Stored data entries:
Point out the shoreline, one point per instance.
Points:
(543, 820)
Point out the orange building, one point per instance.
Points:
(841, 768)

◆ **Work to be completed**
Retype the data above, line for line, without changing anything.

◆ **Task answer**
Point out the shoreline, one point per instance.
Points:
(543, 820)
Point out the orange building, one point per instance.
Points:
(841, 768)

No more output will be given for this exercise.